How many lines in the records below contain the string "target"? Reply with the number alone.

· · · · ·

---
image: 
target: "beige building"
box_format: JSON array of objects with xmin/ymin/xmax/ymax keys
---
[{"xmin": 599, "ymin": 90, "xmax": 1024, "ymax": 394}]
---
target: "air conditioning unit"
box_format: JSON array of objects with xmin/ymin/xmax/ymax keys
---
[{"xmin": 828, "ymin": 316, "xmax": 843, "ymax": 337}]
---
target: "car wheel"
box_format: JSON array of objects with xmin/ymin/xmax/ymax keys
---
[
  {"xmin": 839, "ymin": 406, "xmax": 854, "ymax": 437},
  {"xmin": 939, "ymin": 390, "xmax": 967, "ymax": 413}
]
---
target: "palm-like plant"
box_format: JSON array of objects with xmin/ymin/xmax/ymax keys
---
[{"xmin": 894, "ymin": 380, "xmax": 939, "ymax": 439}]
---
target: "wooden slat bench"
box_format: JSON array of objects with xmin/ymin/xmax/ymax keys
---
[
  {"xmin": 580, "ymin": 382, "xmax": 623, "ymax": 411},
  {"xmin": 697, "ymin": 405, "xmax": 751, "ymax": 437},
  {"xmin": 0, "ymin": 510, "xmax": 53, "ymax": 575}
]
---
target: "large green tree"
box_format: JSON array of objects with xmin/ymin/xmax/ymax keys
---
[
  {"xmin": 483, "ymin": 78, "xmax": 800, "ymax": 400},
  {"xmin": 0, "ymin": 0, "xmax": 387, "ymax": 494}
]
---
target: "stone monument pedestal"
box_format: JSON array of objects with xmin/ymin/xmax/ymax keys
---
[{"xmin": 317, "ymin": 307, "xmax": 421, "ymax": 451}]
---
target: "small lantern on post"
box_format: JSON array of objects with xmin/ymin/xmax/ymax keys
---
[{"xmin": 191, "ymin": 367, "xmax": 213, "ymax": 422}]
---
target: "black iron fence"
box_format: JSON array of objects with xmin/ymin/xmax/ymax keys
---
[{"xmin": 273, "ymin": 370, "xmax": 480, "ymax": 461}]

· · · · ·

### WRITTEN RESPONSE:
9